Retype the entries below word for word, starting at the line that contains "Agricultural drone survey: scan the aerial photo for forearm." and ending at the line that contains "0, 0, 1115, 215".
════════════════
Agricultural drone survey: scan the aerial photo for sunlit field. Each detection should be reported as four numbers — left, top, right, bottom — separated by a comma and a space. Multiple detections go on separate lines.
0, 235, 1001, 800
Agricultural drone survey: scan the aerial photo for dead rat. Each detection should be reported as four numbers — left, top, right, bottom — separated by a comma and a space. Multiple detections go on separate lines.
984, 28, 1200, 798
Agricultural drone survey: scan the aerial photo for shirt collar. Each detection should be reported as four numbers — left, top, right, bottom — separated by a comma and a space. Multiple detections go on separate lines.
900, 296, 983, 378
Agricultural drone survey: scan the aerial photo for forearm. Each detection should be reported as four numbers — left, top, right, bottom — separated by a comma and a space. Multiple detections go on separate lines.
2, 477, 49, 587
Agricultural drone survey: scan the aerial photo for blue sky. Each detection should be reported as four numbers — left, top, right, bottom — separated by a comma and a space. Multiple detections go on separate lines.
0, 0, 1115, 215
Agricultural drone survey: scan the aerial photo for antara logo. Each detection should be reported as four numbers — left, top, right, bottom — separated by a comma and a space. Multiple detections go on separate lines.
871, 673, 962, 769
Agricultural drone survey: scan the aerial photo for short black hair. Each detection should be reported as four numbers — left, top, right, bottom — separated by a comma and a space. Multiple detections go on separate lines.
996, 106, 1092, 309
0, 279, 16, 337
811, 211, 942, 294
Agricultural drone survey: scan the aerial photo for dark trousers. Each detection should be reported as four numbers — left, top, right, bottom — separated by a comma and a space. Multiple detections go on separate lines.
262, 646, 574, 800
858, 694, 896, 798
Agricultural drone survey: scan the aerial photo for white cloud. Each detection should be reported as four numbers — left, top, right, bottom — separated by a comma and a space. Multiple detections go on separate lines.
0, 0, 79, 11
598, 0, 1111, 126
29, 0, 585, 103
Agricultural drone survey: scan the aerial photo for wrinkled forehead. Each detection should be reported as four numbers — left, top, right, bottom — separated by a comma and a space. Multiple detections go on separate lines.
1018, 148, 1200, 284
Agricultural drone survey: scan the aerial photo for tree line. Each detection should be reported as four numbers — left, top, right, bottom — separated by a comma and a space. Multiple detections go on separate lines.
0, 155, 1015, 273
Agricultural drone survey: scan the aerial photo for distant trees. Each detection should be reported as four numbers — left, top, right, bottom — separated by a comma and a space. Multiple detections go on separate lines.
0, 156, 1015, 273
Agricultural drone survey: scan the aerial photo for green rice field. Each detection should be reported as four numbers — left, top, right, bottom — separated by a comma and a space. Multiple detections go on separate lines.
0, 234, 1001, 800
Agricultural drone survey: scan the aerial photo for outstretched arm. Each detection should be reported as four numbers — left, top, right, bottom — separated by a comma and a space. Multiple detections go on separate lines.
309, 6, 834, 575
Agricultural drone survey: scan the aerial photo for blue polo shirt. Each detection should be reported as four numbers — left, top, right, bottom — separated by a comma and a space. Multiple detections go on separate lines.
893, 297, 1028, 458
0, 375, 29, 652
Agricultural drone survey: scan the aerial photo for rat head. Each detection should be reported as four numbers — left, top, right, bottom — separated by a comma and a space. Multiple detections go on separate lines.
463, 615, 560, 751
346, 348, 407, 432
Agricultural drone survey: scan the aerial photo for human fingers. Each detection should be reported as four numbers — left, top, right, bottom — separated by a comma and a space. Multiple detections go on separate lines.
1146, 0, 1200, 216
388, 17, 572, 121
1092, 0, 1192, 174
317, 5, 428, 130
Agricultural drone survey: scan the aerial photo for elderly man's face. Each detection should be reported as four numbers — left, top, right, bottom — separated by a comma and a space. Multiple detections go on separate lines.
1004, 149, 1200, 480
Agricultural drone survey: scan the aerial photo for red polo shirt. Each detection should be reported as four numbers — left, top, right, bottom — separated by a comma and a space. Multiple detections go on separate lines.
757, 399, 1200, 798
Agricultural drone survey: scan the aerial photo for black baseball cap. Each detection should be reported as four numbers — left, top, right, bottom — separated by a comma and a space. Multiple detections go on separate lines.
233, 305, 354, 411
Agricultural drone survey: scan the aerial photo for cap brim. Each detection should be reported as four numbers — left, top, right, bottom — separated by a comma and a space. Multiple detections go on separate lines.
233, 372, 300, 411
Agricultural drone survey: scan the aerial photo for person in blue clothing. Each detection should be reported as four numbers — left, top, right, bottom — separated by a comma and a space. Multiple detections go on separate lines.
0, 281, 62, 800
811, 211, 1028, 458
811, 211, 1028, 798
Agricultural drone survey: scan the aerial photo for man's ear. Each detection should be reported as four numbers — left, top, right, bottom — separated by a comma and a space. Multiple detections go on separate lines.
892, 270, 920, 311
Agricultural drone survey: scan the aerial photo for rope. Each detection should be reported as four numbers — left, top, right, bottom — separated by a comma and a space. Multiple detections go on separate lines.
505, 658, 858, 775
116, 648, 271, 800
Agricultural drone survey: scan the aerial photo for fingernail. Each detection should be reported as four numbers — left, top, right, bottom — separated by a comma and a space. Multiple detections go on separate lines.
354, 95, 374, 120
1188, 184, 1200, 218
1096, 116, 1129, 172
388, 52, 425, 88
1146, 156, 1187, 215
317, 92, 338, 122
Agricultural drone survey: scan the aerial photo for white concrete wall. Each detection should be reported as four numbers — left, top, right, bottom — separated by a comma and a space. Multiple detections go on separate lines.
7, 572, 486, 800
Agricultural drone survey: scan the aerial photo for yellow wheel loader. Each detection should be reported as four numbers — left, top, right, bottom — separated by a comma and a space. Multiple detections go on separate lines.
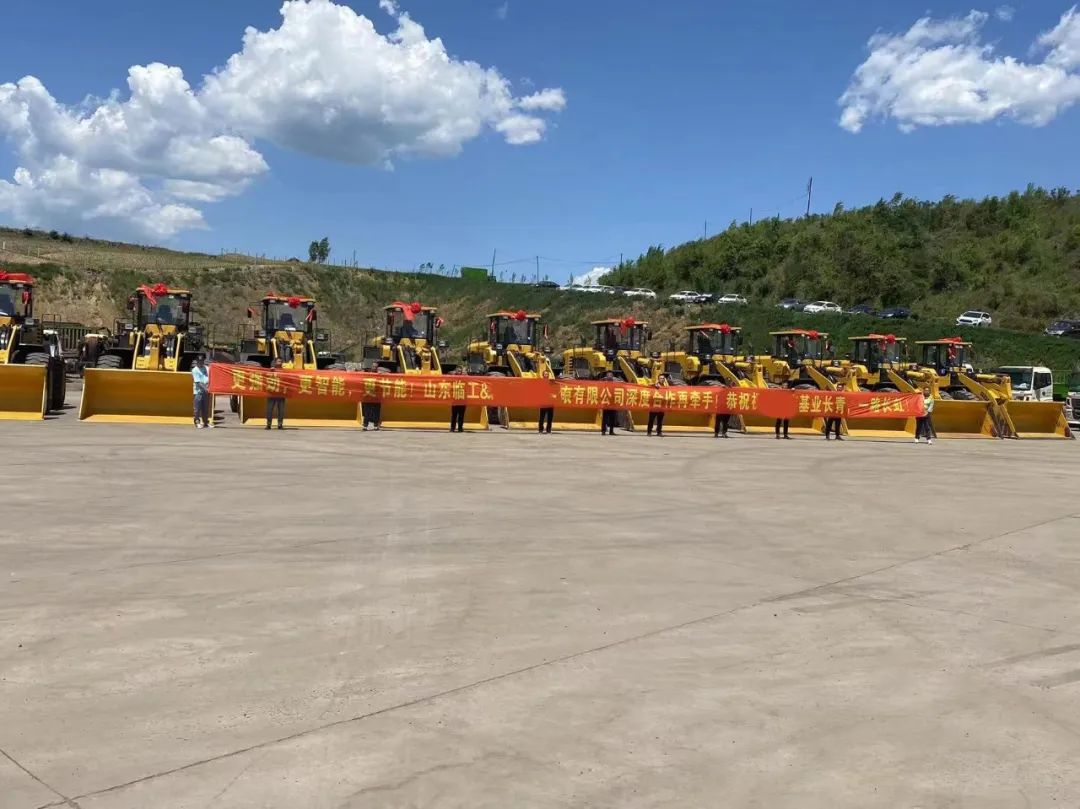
908, 337, 1072, 439
79, 284, 203, 424
653, 323, 772, 432
552, 318, 656, 430
746, 328, 847, 435
0, 270, 67, 421
363, 301, 488, 431
229, 293, 359, 428
465, 309, 555, 430
837, 334, 919, 440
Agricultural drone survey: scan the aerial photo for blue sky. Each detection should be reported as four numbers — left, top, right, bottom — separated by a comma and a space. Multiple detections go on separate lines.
0, 0, 1080, 281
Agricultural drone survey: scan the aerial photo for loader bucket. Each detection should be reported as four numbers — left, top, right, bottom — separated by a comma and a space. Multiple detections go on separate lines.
551, 407, 602, 431
499, 407, 548, 430
0, 365, 48, 421
79, 368, 199, 424
656, 410, 716, 433
845, 418, 915, 441
1005, 402, 1072, 439
931, 399, 999, 439
240, 396, 358, 429
373, 402, 488, 431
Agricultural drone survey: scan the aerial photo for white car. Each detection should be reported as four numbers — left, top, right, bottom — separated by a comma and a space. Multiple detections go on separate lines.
956, 309, 994, 326
667, 289, 701, 304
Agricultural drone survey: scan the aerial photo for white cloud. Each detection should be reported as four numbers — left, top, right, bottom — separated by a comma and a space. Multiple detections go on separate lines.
0, 0, 566, 238
839, 8, 1080, 132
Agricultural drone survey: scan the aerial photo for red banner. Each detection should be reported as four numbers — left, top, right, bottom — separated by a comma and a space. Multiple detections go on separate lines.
210, 363, 923, 419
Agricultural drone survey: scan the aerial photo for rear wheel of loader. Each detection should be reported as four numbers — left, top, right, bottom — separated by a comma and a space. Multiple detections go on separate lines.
23, 351, 57, 410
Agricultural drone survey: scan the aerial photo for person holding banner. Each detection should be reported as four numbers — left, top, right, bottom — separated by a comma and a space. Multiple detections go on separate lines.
267, 359, 285, 430
646, 374, 670, 437
450, 365, 465, 433
600, 370, 617, 435
915, 388, 934, 444
825, 416, 843, 441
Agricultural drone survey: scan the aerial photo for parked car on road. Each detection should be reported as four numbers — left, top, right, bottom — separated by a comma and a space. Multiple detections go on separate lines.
956, 309, 994, 326
1045, 320, 1080, 337
878, 306, 912, 320
848, 304, 877, 315
667, 289, 701, 304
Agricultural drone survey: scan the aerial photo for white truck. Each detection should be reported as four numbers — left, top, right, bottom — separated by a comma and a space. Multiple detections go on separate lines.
998, 365, 1054, 402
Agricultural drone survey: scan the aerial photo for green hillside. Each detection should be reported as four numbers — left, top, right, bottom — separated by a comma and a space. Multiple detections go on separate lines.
607, 187, 1080, 331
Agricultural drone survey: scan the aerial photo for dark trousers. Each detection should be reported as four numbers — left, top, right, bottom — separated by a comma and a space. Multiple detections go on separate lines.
450, 405, 465, 433
648, 410, 664, 435
713, 413, 731, 439
600, 410, 616, 435
267, 396, 285, 430
360, 402, 382, 427
191, 391, 210, 424
915, 416, 934, 440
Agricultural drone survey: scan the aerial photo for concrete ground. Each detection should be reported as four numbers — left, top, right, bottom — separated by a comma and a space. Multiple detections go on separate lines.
0, 403, 1080, 809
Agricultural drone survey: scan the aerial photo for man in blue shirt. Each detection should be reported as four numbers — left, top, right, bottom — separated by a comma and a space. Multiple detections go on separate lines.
191, 354, 214, 430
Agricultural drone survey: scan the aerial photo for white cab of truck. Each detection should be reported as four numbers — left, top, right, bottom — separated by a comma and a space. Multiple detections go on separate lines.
998, 365, 1054, 402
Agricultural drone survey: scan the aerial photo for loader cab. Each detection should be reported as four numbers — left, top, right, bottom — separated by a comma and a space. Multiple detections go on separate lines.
0, 270, 33, 324
593, 318, 651, 361
851, 334, 907, 374
916, 338, 975, 376
383, 304, 440, 348
487, 311, 540, 355
769, 328, 832, 368
0, 270, 42, 363
686, 323, 742, 361
262, 296, 318, 337
127, 284, 191, 334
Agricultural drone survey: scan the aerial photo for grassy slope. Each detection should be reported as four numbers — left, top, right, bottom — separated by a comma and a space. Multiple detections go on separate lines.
6, 222, 1080, 370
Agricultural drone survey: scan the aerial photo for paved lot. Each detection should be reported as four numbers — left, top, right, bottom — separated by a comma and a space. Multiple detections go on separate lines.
0, 415, 1080, 809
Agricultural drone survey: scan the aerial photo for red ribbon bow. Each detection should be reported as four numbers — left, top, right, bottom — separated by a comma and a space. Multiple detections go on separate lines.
138, 284, 168, 306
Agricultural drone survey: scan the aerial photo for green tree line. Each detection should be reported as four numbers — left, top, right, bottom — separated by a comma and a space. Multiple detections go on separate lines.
605, 186, 1080, 329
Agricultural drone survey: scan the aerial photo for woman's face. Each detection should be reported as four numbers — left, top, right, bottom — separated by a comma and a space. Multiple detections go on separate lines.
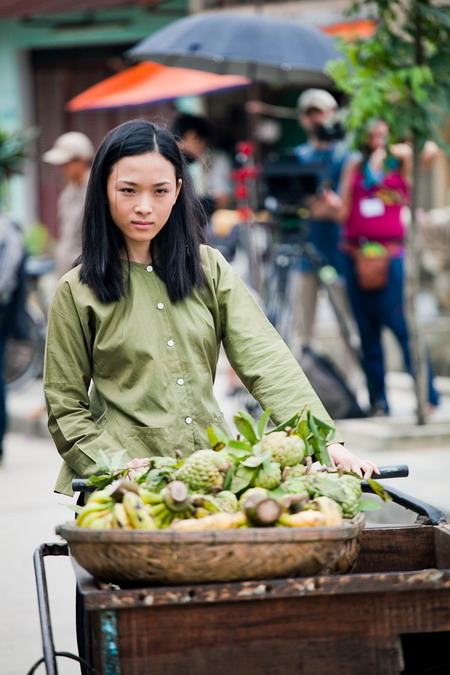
════════════════
▶ _Answer to the exercise_:
Agricultural drone survey: scan the aerial photo for forearm. Each detection should be reported as four numbers — left, top, right, bottom — separated by a comma and a space. Multiple detections go on separate lines.
2, 477, 49, 587
Agricultural drone survey: scan the aerial photo for blue sky. Each detection should be reported as four numbers — left, top, right, bottom — separated by a comma and a space. Multiple detections go on separate lines.
0, 0, 1115, 215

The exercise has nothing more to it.